- Task directions: Could you please return each line of the data that has the word "below"?

- Data under study:
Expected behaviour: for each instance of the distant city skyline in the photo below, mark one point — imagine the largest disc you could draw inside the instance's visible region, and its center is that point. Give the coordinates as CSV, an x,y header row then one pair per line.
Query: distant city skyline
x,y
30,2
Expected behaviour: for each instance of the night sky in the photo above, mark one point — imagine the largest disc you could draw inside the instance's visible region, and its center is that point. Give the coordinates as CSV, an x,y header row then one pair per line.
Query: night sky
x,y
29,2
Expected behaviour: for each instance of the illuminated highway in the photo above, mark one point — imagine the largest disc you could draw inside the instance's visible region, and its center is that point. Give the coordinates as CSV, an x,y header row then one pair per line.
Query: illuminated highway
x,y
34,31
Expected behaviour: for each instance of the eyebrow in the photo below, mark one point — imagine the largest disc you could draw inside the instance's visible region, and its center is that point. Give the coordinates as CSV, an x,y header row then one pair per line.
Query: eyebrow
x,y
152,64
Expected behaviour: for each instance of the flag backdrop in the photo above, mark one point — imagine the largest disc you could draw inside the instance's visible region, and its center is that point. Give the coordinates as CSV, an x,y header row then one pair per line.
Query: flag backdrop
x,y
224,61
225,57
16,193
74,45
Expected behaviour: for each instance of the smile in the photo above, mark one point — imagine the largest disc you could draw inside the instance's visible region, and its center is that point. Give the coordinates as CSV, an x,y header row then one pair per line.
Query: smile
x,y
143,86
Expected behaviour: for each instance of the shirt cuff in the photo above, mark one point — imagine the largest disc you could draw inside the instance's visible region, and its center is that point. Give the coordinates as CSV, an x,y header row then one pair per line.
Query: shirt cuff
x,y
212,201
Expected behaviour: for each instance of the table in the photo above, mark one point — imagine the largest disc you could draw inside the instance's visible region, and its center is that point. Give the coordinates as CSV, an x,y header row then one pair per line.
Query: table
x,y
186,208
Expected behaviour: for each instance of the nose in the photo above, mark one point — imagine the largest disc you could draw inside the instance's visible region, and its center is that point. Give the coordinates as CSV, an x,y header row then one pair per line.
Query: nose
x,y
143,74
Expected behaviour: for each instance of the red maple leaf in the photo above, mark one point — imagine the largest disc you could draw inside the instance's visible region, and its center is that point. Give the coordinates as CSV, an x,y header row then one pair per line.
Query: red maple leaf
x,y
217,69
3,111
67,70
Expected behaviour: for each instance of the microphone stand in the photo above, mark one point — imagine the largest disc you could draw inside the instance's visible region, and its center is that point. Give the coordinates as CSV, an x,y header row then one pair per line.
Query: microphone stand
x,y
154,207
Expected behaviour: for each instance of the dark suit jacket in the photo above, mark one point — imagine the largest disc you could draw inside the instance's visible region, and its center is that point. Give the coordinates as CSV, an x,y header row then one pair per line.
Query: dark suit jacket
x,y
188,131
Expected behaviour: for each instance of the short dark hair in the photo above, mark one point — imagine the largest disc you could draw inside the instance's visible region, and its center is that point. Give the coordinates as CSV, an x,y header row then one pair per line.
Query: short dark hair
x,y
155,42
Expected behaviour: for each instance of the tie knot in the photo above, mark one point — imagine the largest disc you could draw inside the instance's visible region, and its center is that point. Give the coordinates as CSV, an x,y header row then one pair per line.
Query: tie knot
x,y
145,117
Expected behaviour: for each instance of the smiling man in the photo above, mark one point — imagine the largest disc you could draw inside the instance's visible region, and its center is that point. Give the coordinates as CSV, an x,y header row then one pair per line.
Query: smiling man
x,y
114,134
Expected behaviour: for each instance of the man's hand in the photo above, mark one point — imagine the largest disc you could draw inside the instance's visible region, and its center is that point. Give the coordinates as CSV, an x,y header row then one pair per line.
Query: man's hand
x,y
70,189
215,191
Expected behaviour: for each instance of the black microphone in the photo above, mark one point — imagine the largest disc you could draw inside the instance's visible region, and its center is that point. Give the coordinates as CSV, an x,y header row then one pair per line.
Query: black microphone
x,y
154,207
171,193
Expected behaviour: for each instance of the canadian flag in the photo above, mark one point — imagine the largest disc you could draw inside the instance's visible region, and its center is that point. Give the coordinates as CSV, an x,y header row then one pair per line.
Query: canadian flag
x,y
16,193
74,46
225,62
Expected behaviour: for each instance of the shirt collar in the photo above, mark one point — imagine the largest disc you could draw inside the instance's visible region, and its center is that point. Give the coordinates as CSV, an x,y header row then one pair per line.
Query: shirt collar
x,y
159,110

...

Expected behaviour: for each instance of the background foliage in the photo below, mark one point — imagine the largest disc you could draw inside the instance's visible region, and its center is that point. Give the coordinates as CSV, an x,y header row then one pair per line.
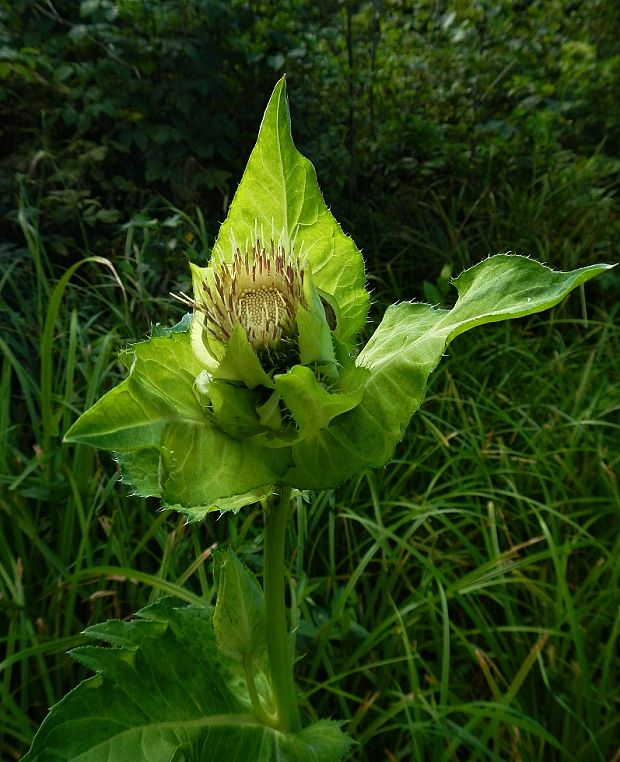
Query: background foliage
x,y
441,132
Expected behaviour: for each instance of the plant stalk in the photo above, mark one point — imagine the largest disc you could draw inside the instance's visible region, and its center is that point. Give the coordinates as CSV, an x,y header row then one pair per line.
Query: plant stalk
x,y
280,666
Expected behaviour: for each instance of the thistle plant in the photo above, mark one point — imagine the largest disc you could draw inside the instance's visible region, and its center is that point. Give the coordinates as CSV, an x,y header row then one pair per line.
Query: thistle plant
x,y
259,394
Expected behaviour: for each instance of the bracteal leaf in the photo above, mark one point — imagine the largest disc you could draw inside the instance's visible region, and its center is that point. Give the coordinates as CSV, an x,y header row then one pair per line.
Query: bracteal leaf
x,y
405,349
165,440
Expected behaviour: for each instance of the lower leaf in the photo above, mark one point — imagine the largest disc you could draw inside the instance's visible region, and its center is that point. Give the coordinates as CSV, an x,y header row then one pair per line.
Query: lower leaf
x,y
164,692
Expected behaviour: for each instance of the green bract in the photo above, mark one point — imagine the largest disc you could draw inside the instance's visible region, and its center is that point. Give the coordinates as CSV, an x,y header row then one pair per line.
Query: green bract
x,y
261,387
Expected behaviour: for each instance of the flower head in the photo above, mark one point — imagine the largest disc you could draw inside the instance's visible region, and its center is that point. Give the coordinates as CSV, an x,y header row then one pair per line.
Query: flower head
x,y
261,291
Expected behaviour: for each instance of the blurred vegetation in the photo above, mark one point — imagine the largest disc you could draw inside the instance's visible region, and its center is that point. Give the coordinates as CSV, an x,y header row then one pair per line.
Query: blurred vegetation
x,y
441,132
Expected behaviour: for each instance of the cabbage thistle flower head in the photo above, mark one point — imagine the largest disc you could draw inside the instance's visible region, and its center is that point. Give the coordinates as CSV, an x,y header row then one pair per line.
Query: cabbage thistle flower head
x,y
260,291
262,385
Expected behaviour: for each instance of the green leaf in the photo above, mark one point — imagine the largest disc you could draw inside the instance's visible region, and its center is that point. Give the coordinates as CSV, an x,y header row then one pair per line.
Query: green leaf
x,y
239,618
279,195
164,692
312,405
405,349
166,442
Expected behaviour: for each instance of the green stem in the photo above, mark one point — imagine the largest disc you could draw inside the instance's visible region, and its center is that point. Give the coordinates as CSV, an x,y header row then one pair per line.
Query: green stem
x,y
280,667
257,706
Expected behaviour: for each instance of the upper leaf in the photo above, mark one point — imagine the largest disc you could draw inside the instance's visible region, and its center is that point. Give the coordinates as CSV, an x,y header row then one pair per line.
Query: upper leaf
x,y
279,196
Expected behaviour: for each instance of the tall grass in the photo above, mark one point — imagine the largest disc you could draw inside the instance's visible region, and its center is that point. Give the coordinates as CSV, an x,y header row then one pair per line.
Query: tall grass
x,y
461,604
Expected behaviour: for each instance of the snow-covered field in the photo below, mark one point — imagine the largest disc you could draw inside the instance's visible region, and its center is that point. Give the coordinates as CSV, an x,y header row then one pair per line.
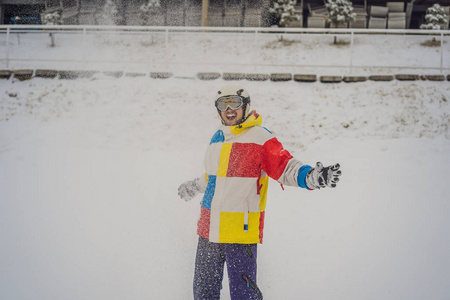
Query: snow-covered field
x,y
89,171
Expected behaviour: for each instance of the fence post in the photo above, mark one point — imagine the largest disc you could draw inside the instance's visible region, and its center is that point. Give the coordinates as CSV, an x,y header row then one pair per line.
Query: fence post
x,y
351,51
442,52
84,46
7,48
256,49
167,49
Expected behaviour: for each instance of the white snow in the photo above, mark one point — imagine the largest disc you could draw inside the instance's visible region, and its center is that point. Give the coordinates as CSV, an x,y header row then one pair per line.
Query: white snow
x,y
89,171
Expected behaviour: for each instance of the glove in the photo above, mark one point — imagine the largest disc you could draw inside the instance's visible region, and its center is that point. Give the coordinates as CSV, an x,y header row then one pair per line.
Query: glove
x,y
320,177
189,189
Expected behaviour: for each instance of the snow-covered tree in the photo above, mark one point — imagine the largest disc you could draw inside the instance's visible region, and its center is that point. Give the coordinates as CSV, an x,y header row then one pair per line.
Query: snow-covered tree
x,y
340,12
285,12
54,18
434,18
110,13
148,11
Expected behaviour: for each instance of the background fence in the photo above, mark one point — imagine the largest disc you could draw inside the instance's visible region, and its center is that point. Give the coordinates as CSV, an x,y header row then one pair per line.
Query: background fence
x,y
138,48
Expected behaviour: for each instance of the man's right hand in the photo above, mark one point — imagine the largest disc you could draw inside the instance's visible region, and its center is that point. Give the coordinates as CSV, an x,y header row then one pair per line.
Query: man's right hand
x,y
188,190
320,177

- Answer to the exercise:
Expected behaviour: for each instance of the distant city skyline in the photo below, mark one point — imagine the largest disc you could draw inside the instance's visible region, and its center is that point. Give the coordinates as CSV, an x,y header row then one pair per line.
Expected behaviour: for each instance of the eyebrow in the photo below, mark one point — imagine the largest disc you could draw inside the instance's visible region, and its center is that point. Give the coordinates as CSV, an x,y header row then one pair per line.
Expected behaviour: for each instance of the background foliage in the photo below, mark one point — imagine the largest disc you could draw inside the instance's visible region, and its center is that point. Give the coordinates as CSV, an x,y header row then one pair per line.
Expected behaviour: for each instance of the snow-covered field in the photo below, mark one point — imagine the largest disc you could draw inside the instance's visible region, and its center is that point. Give the coordinates as CSV, an x,y header row then one pair per line.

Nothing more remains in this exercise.